━━━━━ Page extract

While I agree that you don't want to mix up actual division and floor division, I also rather strongly prefer “/” to be actual division, not floor division, irrespective of the operands. int/int -> rational is the most correct behavior. Scheme’s numeric tower is the poster child for getting this right (not just for division but for things involving numbers generally, including decimal literals specifying exact numbers and not approximate binary floats by default.)
If I want an operation that is not actual division, that that is what is happening should be visually distinct in code.
Haskell's number system has its good points, but there are some hidden gotchas there as well. For example, all integer literals are interpreted by starting from the most general type (arbitrary-precision integers) and narrowing them with `fromInteger`, a member of the `Num` typeclass—which doesn't offer any means of handling failure (e.g. `321483209423 :: Word8`) other than a runtime error or overflow. It can also be rather verbose since all other conversions must be explicit, even ones which cannot possibly fail.
IMHO Rust's `Into` and `TryInto` traits offer a better solution than Haskell's `fromInteger`, distinguishing between conversions which cannot fail and ones which may. It also infers the correct width for unsuffixed integer literals from the context—but it draws a sharp distinction between integer and floating-point literals, which is why `2 * 3.14` (integer * float) is a type error while `2 * 314u16` would be accepted without issue. The downside of the Rust approach is that the type inference rules for integer literals are hard-coded into the language and can't easily be extended to cover user-defined types, whereas Haskell's approach can accept integer literals where any type with an instance of the `Num` typeclass is expected. One alternative, combining the best of both worlds, would be to infer the narrowest type which can hold the literal value and add an implicit `.into()` for non-lossy conversion to any compatible type.

━━━━━━━━━━
━━━━━ Records provided

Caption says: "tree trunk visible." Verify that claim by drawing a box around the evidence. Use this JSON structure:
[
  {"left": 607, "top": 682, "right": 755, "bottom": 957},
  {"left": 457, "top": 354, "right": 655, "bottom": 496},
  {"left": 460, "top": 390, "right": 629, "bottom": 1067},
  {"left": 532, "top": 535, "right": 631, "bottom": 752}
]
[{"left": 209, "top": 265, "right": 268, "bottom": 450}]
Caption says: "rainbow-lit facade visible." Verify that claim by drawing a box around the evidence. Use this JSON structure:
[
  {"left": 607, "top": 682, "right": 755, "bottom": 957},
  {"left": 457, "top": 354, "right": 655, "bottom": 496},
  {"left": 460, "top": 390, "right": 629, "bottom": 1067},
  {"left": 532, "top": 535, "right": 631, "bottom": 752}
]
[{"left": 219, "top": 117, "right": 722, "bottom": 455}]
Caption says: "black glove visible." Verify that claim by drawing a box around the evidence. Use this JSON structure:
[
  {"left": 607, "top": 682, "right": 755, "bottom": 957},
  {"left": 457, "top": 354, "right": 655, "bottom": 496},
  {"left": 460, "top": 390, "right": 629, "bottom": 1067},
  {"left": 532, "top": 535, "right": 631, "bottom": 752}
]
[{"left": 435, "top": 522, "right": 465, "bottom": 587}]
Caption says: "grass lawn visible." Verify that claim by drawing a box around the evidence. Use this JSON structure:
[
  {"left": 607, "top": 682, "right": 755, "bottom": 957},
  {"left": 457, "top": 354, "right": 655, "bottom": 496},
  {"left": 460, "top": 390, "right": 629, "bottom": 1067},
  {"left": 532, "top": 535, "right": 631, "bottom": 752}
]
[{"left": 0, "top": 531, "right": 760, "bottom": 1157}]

━━━━━━━━━━

*Directive 1*.
From the discussion of number types, reproduce the passage starting with "While I agree" and going on through "distinct in code.".
*Directive 2*.
Turn the paragraph of the discussion of number types that opens "Haskell's number system has its good points" into a short list that keeps its main facts.
*Directive 3*.
Carry the discussion of number types on past its last sentence.

*Exercise result 1*.
While I agree that you don't want to mix up actual division and floor division, I also rather strongly prefer “/” to be actual division, not floor division, irrespective of the operands. int/int -> rational is the most correct behavior. Scheme’s numeric tower is the poster child for getting this right (not just for division but for things involving numbers generally, including decimal literals specifying exact numbers and not approximate binary floats by default.)
If I want an operation that is not actual division, that that is what is happening should be visually distinct in code.

*Exercise result 2*.
- Haskell's number system has good points but also hidden gotchas.
- All integer literals start from the most general type, arbitrary-precision integers. They are narrowed with `fromInteger`, a member of the `Num` typeclass.
- `fromInteger` offers no way to handle failure (e.g. `321483209423 :: Word8`) other than a runtime error or overflow.
- It can be rather verbose, since all other conversions must be explicit, even ones that cannot possibly fail.

*Exercise result 3*.
How does it help? I don't mean "strict typing" in general, but specifically how does making us decorate numeric literals help with "math done at runtime with some kind of input"?
> specifically how does making us decorate numeric literals help with "math done at runtime with some kind of input"
It forces you to be specific about rounding, minimum/maximum, and floating-point arithmetic.
Your compiler doesn't/can't know expected extremes of a value. If it defaults to, let's say, int64, then you're potentially wasting enormous amounts of memory (depending on the size of your data).
Similarly, the programmer needs to be specific about precision. If you know you're dealing with integers, then an integer type is great. If you know you need N digits of precision, you can select a numeric type that fits.
The type system becomes useful if/when you start to mix these numbers together. It can warn you that you're losing precision (or adding artificial precision, by casting an integer to a double, for example).
And that isn't even getting into questions of whether you want the number stored on the stack or the heap, which I believe Rust gives you more control over than most languages do.
> Your compiler doesn't/can't know expected extremes of a value.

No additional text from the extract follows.